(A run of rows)
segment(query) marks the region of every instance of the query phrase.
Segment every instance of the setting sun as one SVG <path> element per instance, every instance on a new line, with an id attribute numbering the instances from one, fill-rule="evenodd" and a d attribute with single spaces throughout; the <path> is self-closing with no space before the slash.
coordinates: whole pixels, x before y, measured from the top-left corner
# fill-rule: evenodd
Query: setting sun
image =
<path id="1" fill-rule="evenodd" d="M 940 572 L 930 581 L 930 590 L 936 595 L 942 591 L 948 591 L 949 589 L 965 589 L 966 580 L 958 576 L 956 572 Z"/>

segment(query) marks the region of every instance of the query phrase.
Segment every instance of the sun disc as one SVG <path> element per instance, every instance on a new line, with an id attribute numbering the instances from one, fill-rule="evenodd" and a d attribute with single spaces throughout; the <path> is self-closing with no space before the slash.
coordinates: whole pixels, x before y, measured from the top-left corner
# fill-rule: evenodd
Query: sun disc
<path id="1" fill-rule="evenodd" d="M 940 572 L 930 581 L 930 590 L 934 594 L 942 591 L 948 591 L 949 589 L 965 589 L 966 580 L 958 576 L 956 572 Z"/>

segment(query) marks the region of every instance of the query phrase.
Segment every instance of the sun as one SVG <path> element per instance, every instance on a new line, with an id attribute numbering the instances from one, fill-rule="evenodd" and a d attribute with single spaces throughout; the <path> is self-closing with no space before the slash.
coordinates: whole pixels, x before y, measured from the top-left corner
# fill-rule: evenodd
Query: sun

■ **What needs to be done**
Render the rows from the start through the line containing "930 590 L 934" as a two-column CSV with the headers input and output, one line per row. Put each row's text and its answer in a single quoted field apiece, with line breaks replaced by spaces.

■ **Result for this exercise**
input,output
"segment(query) marks the region of every instance of the query phrase. Segment every instance of the setting sun as one SVG <path> element per instance, every instance on a new line, with an id attribute numbering the instances from one, fill-rule=""evenodd"" and a d attribute with single spaces throughout; the <path> is self-closing with no space before the slash. coordinates: whole pixels, x before y, measured from the top-left corner # fill-rule: evenodd Query: setting sun image =","<path id=""1"" fill-rule=""evenodd"" d=""M 940 572 L 930 581 L 930 590 L 936 595 L 942 591 L 948 591 L 949 589 L 965 589 L 966 580 L 958 576 L 956 572 Z""/>"
"segment(query) marks the region of every instance of the query phrase. Segment every instance of the sun disc as one SVG <path> element per instance, every instance on a new line, with an id attribute numbering the instances from one, fill-rule=""evenodd"" and a d attribute with single spaces throughout; the <path> is self-closing with no space before the slash. coordinates: whole pixels, x before y, measured from the top-left corner # fill-rule: evenodd Query: sun disc","<path id=""1"" fill-rule=""evenodd"" d=""M 940 572 L 930 581 L 930 590 L 934 594 L 942 591 L 948 591 L 949 589 L 965 589 L 966 580 L 958 576 L 956 572 Z""/>"